BEGIN Listed entries

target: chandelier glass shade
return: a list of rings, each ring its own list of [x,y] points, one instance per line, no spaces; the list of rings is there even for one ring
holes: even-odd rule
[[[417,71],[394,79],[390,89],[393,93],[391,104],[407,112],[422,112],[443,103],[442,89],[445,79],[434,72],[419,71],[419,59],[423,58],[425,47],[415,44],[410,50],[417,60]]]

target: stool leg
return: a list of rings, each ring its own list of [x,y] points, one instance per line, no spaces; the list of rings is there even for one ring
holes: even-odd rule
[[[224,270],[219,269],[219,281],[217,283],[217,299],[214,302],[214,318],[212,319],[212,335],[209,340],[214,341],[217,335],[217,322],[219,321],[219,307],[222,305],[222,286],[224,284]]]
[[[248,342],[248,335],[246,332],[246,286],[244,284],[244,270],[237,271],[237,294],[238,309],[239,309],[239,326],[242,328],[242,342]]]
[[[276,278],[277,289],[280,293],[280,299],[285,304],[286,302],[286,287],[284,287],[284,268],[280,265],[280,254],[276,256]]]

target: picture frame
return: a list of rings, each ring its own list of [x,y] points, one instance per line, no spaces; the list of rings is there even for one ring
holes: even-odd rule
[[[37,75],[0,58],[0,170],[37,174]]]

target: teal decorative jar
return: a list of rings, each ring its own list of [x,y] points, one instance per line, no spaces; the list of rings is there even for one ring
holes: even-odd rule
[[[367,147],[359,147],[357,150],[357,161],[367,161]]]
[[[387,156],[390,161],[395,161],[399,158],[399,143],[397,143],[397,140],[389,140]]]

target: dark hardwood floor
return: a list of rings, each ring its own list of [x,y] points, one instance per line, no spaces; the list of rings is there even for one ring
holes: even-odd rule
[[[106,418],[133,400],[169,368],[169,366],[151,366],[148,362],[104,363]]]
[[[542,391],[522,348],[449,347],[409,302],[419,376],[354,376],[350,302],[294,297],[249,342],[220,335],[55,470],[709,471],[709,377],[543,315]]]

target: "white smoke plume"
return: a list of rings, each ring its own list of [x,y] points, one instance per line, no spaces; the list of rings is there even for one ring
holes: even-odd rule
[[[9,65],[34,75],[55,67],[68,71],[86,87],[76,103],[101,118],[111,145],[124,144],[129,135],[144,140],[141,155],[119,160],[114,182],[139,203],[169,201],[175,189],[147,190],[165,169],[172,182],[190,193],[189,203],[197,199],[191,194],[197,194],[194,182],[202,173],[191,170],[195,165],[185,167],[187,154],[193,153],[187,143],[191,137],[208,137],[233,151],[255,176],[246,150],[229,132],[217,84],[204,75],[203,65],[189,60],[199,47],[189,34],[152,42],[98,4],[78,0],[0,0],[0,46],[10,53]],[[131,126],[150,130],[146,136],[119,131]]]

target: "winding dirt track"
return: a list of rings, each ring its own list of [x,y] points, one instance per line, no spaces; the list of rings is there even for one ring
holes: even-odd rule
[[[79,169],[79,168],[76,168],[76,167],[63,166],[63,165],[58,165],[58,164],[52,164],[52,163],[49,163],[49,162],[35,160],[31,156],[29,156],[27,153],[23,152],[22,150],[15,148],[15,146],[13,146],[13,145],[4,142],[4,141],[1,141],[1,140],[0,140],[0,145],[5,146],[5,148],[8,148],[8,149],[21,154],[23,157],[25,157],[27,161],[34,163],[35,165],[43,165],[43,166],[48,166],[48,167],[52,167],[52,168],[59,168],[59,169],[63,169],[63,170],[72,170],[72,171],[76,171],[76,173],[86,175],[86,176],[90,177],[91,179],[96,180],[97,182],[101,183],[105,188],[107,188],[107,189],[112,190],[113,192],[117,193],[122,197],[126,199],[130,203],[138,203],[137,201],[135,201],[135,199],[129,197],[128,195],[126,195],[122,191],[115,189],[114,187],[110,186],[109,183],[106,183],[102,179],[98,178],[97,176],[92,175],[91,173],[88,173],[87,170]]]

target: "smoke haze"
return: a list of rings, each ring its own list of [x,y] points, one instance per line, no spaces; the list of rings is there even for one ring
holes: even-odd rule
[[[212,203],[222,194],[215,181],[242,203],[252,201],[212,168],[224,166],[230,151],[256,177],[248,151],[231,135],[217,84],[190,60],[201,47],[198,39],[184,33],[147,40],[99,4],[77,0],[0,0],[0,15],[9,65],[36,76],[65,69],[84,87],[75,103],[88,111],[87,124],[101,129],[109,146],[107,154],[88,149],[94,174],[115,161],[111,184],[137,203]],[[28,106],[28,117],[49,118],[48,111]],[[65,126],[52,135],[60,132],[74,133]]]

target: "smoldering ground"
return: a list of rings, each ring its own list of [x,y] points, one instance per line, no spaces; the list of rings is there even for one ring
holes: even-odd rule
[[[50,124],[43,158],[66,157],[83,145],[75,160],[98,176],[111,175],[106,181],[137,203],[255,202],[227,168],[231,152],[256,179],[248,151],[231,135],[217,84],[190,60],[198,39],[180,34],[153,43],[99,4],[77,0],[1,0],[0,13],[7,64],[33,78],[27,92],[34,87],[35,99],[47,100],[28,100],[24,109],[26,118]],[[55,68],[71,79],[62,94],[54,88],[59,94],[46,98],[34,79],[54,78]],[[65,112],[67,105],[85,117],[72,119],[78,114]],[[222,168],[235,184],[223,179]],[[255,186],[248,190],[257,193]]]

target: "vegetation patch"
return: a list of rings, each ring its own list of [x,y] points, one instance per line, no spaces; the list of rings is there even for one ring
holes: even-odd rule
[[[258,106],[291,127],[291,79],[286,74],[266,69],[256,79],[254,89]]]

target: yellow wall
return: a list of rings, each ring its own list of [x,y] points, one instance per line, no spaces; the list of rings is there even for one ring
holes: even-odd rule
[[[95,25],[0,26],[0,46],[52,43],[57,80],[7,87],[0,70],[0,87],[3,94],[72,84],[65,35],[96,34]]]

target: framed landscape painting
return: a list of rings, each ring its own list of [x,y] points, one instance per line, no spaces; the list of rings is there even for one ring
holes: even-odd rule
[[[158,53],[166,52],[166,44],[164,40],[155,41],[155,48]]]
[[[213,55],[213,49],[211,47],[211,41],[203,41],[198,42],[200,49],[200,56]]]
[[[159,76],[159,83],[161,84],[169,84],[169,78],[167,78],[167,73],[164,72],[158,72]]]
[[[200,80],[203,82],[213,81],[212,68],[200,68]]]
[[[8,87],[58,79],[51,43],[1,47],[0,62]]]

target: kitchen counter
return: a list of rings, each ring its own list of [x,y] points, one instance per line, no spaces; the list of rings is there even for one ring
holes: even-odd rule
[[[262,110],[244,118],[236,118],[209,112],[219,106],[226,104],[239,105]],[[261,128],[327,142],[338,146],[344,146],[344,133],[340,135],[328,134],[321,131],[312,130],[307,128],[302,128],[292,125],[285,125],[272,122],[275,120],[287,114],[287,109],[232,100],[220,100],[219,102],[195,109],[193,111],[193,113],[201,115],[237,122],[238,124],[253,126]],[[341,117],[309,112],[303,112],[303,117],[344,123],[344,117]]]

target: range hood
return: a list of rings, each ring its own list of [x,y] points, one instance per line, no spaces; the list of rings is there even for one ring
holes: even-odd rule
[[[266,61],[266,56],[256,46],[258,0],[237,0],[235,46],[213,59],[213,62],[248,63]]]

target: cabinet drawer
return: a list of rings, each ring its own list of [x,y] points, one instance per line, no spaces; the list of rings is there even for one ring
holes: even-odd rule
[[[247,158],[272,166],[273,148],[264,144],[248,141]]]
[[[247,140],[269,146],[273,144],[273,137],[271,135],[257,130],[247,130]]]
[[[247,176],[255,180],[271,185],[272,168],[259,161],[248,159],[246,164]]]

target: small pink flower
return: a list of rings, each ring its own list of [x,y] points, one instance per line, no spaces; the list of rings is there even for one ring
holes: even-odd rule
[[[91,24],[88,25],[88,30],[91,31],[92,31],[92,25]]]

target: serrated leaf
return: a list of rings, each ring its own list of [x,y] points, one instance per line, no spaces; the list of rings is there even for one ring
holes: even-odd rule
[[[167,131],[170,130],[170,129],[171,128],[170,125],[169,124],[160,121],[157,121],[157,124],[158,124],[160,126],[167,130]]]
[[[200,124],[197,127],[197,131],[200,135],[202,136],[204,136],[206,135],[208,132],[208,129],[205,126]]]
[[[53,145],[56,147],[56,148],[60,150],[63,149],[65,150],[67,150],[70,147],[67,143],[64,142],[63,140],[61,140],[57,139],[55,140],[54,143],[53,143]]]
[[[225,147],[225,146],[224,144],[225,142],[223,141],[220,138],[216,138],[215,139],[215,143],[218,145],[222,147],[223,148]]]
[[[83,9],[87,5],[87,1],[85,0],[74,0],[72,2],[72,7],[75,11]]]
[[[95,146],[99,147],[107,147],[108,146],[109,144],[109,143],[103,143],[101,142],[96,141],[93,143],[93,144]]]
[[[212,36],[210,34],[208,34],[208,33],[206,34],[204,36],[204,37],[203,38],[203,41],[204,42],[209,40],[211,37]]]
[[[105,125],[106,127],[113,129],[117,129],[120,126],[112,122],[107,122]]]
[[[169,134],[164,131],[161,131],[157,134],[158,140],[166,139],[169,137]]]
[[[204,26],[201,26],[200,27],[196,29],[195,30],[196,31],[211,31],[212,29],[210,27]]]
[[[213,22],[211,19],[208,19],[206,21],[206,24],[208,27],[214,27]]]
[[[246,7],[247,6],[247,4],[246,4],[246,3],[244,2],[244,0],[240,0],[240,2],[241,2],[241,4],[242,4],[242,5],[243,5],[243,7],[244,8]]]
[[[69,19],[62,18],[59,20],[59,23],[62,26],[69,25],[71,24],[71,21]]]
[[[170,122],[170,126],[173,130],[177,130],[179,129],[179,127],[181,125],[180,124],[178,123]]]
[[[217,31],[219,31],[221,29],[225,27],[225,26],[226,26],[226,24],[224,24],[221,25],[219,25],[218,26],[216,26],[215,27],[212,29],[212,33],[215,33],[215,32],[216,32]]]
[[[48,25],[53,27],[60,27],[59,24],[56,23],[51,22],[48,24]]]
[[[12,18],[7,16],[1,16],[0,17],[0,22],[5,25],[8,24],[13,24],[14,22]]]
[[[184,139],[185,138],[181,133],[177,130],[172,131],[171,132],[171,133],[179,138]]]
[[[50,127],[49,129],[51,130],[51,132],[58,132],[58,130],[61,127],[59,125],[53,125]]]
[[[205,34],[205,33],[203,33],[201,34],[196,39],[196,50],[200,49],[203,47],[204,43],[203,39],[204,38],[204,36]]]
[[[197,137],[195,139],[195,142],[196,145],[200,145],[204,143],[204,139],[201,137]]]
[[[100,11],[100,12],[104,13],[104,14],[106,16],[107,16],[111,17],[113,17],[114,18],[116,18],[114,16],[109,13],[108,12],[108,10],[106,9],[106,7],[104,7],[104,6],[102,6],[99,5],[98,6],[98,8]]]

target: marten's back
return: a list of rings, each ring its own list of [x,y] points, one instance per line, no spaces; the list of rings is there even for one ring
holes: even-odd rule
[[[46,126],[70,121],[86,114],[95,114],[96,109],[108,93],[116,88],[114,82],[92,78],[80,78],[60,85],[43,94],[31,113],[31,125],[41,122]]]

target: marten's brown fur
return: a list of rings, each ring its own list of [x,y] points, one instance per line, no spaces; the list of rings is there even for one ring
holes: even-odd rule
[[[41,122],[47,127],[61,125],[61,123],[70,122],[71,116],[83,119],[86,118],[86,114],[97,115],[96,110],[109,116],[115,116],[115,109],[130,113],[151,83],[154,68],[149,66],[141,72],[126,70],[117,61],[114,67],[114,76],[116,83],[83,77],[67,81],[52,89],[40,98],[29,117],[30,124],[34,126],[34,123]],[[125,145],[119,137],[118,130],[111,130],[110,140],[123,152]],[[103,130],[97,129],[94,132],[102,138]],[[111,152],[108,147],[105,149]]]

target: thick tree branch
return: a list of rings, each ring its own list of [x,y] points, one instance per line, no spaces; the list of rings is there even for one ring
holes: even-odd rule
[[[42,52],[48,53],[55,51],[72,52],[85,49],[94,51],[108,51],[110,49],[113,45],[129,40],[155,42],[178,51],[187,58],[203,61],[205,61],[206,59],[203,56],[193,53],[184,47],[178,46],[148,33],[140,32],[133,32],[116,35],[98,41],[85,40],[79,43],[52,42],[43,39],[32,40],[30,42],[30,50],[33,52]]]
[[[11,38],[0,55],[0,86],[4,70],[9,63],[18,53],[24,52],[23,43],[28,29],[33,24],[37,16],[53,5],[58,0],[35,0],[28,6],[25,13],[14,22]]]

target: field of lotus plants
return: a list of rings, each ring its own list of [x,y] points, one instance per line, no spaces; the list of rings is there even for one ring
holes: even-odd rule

END Listed entries

**The task:** Gather every line in the listing above that contains the word "smoke", and reproduce each one in full.

**Expected answer:**
target: "white smoke plume"
target: "smoke haze"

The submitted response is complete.